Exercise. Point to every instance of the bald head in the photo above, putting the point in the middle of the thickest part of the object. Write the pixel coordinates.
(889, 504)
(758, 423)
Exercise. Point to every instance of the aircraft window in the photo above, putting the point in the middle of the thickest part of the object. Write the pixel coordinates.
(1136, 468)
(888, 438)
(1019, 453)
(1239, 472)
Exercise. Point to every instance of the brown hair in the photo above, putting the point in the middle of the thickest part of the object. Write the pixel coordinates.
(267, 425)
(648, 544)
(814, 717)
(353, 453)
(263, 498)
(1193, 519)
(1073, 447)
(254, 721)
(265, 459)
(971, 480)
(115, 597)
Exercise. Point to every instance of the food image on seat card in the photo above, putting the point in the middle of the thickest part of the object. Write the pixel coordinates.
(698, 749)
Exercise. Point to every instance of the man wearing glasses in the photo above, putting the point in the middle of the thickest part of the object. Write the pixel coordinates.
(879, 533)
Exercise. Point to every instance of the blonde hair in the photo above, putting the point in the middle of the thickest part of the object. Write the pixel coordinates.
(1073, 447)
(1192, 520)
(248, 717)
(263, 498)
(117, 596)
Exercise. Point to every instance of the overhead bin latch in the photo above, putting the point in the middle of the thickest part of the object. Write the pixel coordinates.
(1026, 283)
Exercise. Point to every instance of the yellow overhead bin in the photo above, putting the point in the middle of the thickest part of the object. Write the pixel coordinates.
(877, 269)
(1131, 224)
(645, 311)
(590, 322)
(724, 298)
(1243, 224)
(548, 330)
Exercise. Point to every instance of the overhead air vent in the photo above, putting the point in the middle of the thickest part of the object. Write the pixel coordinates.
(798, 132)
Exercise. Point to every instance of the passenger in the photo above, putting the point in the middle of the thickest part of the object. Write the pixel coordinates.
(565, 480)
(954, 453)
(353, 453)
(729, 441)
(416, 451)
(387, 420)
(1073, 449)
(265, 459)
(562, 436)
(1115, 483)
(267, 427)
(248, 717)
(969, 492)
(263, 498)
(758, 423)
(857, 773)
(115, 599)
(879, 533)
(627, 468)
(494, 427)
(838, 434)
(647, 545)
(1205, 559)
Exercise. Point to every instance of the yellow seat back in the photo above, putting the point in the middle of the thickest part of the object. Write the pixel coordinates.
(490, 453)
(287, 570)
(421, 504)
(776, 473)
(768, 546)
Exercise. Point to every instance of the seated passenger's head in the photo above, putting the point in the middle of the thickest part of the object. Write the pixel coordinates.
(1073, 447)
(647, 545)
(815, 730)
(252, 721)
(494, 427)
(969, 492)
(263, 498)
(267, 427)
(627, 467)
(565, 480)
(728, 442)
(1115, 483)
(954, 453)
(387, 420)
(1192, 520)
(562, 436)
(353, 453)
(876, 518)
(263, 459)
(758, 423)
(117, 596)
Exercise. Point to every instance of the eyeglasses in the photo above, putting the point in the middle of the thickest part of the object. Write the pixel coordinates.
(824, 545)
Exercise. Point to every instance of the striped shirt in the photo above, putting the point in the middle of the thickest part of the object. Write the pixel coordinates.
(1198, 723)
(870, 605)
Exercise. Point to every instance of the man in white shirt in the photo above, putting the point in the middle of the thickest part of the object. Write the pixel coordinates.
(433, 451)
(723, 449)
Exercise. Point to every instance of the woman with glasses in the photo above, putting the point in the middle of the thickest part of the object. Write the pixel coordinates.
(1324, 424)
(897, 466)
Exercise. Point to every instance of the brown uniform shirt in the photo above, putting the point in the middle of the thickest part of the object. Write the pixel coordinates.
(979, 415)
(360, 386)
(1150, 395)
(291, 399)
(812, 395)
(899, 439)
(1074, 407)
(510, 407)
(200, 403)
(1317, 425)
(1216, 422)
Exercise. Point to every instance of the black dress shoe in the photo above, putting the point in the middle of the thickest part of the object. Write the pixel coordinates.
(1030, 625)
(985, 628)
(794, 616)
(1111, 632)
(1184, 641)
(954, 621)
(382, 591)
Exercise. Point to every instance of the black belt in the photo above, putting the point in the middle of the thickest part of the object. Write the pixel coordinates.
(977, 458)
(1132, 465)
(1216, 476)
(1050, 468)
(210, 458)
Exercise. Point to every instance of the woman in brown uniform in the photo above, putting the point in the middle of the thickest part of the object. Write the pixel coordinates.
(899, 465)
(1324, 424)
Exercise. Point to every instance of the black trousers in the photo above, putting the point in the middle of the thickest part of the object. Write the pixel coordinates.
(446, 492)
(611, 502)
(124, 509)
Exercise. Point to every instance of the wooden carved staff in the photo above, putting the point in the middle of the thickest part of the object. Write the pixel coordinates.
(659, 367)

═══

* **TASK PROMPT**
Please output all of the entries without changing a single character.

* **ANSWER TO THE EXERCISE**
Exercise. Point to every instance of the bald head in the photo above, putting the point in the middle of the thickest part of the object. Write the pixel coordinates.
(889, 504)
(758, 423)
Exercise. Point to every instance of the aircraft window in the photo above, putting the point in the middle of the thickest part of the object. Write the pixel coordinates.
(1136, 468)
(888, 438)
(1019, 453)
(1239, 472)
Exercise. Point to every instance of the brown hair in the photo above, putting the point in the middle of the thickest part of the object. Write the pixel coordinates.
(267, 425)
(648, 544)
(814, 717)
(353, 453)
(263, 498)
(1193, 519)
(1073, 447)
(254, 721)
(265, 459)
(971, 480)
(115, 597)
Exercise. Point to every instance of the food image on seat card in the photo above, putting the point in the middle of the thickest part of the object. Write the pixel coordinates.
(698, 749)
Exercise. Point to every instance of the man wearing glasses in the photo above, putting the point in the middle of the thickest part of the object. Write the pixel coordinates.
(879, 533)
Exercise. Point to every instance of the blonde hair in the photo above, putting the point in the middle of the thickest part of the object. Write the pixel coordinates.
(1073, 447)
(1192, 520)
(248, 717)
(263, 498)
(117, 596)
Exercise. Point to every instance of the overhead bin latch in the photo above, putting the point in the middle of the thickest part of the object. Write the pixel coordinates.
(1026, 283)
Exercise. Point to every instance of the yellow overhead bin in the photo above, putting the point in the middle of the thickest part of the object. Write the pixel coordinates.
(877, 269)
(1131, 224)
(645, 311)
(590, 322)
(724, 298)
(1243, 224)
(548, 330)
Exercise. Point to every instance of the overhead air vent in the photo above, putting the point in the middle of the thickest part of the object. Write the pixel coordinates.
(798, 132)
Exercise. Point to every instance of the passenger in the photo above, putting the point in the middle of the thickest part of the object. Write the pixel coordinates.
(565, 480)
(954, 453)
(353, 453)
(729, 441)
(416, 451)
(387, 420)
(1073, 449)
(265, 459)
(562, 436)
(1115, 483)
(267, 427)
(248, 717)
(969, 492)
(263, 498)
(758, 423)
(857, 773)
(115, 599)
(879, 533)
(627, 468)
(494, 427)
(838, 434)
(647, 545)
(1205, 559)
Exercise. Point to every instance of the yellow seat back in the photo above, putting the point in the middle of the thickest part of the object. Write the pixel coordinates.
(490, 453)
(287, 570)
(421, 504)
(776, 473)
(768, 546)
Exercise. Point to every instance of the seated passenger's head in the photo above, putting the point in the middle of the thickest part of the object. Write the pixel coordinates.
(1073, 447)
(647, 545)
(815, 730)
(252, 721)
(494, 427)
(969, 492)
(263, 498)
(267, 427)
(627, 467)
(565, 480)
(728, 442)
(1115, 483)
(954, 453)
(387, 420)
(1192, 520)
(562, 436)
(353, 453)
(876, 518)
(263, 459)
(758, 423)
(117, 596)
Exercise. Point to every instance of the eyeglasses in the photo above, putting the point in the middle of the thickest part of the object. Write the pixel coordinates.
(824, 545)
Exercise. Point to every instance of the striped shirt in the photo above, putting the point in the middle of the thickest part of the object. Write the pixel coordinates.
(1198, 723)
(870, 605)
Exercise. Point to every instance of the man in white shirt in the photo above, putting the point in the middle of the thickest part of the object. Write the pixel coordinates.
(433, 451)
(723, 449)
Exercise. Point to every instance of the woman with glasses in the photo above, putting the point in the middle of the thickest part of the object. Write the pixel coordinates.
(1324, 424)
(897, 466)
Exercise. Point to every instance of the brown uniform shirt in the photo above, putting the point in the middle of the thickest part of the object. Write the pixel coordinates.
(979, 415)
(360, 386)
(1150, 395)
(291, 399)
(812, 395)
(899, 439)
(1074, 407)
(510, 407)
(200, 403)
(1317, 425)
(1216, 422)
Exercise. Point to every instance of the black dress shoe in the photo above, putting the point in the middle of the thickest part of the object. Write the pixel coordinates.
(1030, 625)
(985, 628)
(794, 616)
(1111, 632)
(1184, 641)
(954, 621)
(382, 591)
Exercise. Point to every instance of the black belt in the photo above, putting the point in the middle of the thickest part of the object. Write the pixel coordinates.
(977, 458)
(1132, 465)
(1216, 476)
(1050, 468)
(210, 458)
Exercise. Point to every instance of the woman in brown uniform in the photo above, putting the point in the middle of the thickest part of the object. Write the pixel coordinates.
(899, 465)
(1324, 424)
Exercise. Point to every instance of the black trousers in the photo above, putting the point in the middle of the thickest part of the object. Write the pixel coordinates.
(446, 492)
(611, 502)
(124, 509)
Exercise. Point to every instance of the wooden carved staff in the photo above, putting the point in the middle of the thickest part of the object. Write the pixel coordinates.
(659, 367)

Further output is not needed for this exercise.